• _Challenge A_:
Would you duplicate, word for word, the lines in the records below that start with the line containing "Exercise. Point out the shoe" and go on through the line containing "[(124, 152), (41, 159), (132, 133), (337, 73)]"?

• _Passage to read_:
##########

The
sail from St-Martin to Bonaire was approximately 500 nautical miles, all
downwind. The wind prediction was 20 to
25 knots from the East and North East, so our sail would be mostly dead
downwind. The wave height was predicted
at 8-10 feet but they were more like 10 to 15 feet, if not more. It was a very uncomfortable 3 night’s sail
with hardly any sleep. It didn’t matter
what sail combination we put up, Alpenglow rocked from side to side. We had to
hang on to sleep otherwise; we would have been thrown to the ground. We definitely need to install Lee cloths.
For
the first time on Alpenglow we got pooped.
For those of you who don’t know the meaning of pooped on a sailboat, it
simply means a large wave crashing into your cockpit from the stern (the back
of the boat), getting salt water in the cockpit and getting everything wet
that’s in the cockpit and sometimes it goes below deck, especially if the hatch
boards are open. Luckily for me, only
Tim, the cushions and the cockpit got wet.
On
our second day out at sea, we noticed an airplane flying very close to the
ocean to our starboard. We watched it
curiously as it banked and came back towards our boat at our stern. As it approached, we were able to see that it
was a Coast Guard plane which was painted white and yellow. Was this the Dutch Coast Guard? We had hoped they would have hailed us but
they didn’t. I guess we didn’t look
suspicious.

##########

• _Data rows_:
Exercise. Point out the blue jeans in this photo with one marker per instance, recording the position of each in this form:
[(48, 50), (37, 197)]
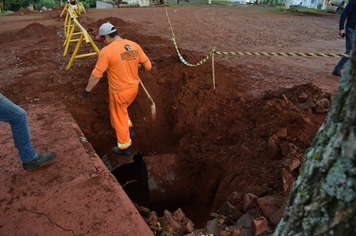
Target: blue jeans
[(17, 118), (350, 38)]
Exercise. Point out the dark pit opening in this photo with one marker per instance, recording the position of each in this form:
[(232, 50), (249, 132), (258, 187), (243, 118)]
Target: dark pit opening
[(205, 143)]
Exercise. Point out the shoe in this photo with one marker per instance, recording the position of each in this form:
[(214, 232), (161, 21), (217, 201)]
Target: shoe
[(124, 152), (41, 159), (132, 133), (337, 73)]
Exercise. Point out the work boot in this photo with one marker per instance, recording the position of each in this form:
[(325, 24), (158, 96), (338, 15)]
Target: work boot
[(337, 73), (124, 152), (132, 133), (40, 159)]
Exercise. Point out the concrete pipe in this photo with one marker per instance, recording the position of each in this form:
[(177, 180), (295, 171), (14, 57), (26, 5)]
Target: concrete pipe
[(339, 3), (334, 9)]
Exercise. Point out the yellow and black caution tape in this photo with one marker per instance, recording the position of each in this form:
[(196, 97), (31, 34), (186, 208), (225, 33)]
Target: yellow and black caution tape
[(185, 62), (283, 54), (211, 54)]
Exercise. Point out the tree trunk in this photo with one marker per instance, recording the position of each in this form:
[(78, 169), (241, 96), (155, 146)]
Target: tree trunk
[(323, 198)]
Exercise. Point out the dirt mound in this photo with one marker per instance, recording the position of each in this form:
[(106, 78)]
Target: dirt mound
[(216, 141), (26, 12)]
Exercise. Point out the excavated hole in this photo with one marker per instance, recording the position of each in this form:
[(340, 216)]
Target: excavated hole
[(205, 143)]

##########

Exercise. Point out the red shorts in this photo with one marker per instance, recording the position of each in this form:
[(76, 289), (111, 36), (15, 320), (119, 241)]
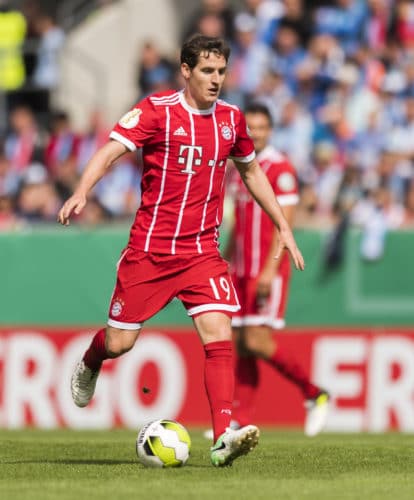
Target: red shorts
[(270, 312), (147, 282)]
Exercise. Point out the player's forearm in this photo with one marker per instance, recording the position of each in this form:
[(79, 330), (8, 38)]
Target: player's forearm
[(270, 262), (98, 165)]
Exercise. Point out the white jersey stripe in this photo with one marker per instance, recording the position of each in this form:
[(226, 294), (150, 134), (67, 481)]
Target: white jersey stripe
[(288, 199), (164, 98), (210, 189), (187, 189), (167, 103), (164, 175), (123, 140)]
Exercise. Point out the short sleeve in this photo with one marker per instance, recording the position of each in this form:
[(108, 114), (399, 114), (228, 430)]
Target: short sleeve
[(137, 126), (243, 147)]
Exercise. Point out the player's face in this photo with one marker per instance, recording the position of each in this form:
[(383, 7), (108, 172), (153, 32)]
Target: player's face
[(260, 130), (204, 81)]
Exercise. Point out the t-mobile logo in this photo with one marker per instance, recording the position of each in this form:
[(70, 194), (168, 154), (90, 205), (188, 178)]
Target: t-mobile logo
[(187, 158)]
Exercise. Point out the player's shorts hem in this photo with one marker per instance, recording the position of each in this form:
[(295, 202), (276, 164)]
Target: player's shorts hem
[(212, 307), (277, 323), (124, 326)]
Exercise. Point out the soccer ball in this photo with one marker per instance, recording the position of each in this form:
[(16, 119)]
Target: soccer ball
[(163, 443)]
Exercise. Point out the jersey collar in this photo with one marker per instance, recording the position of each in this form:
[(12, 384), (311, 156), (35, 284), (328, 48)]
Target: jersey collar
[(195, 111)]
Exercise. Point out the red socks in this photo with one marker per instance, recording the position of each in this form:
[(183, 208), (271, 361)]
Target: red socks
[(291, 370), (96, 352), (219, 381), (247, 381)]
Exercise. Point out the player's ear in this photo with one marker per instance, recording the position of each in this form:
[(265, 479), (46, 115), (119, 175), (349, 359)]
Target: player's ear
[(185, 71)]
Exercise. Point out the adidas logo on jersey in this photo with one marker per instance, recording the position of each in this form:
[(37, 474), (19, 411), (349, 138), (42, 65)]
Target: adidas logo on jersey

##########

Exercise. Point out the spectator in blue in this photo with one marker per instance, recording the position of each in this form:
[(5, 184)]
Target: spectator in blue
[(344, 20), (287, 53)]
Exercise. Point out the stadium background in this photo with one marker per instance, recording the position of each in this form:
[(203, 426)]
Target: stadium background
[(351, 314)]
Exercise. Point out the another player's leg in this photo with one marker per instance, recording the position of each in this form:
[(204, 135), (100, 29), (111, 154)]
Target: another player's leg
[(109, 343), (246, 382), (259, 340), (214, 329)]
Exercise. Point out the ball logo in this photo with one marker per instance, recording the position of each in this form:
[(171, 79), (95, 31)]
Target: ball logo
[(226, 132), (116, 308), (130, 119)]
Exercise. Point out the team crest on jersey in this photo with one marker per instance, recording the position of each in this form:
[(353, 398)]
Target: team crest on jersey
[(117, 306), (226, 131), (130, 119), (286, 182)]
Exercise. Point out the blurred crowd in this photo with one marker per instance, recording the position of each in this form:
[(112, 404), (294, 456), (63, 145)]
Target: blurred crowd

##########

• _Challenge B_:
Can you set down the account of the sail from St-Martin to Bonaire, word for word and in full?

• _Full answer A_:
Exercise. Point out the shoe in this photo with one marker per instance, recording the position of each in this form:
[(214, 232), (161, 21), (217, 201)]
Target: shoe
[(124, 152), (41, 159), (132, 133), (337, 73)]

• _Full answer B_:
The
sail from St-Martin to Bonaire was approximately 500 nautical miles, all
downwind. The wind prediction was 20 to
25 knots from the East and North East, so our sail would be mostly dead
downwind. The wave height was predicted
at 8-10 feet but they were more like 10 to 15 feet, if not more. It was a very uncomfortable 3 night’s sail
with hardly any sleep. It didn’t matter
what sail combination we put up, Alpenglow rocked from side to side. We had to
hang on to sleep otherwise; we would have been thrown to the ground. We definitely need to install Lee cloths.
For
the first time on Alpenglow we got pooped.
For those of you who don’t know the meaning of pooped on a sailboat, it
simply means a large wave crashing into your cockpit from the stern (the back
of the boat), getting salt water in the cockpit and getting everything wet
that’s in the cockpit and sometimes it goes below deck, especially if the hatch
boards are open. Luckily for me, only
Tim, the cushions and the cockpit got wet.
On
our second day out at sea, we noticed an airplane flying very close to the
ocean to our starboard. We watched it
curiously as it banked and came back towards our boat at our stern. As it approached, we were able to see that it
was a Coast Guard plane which was painted white and yellow. Was this the Dutch Coast Guard? We had hoped they would have hailed us but
they didn’t. I guess we didn’t look
suspicious.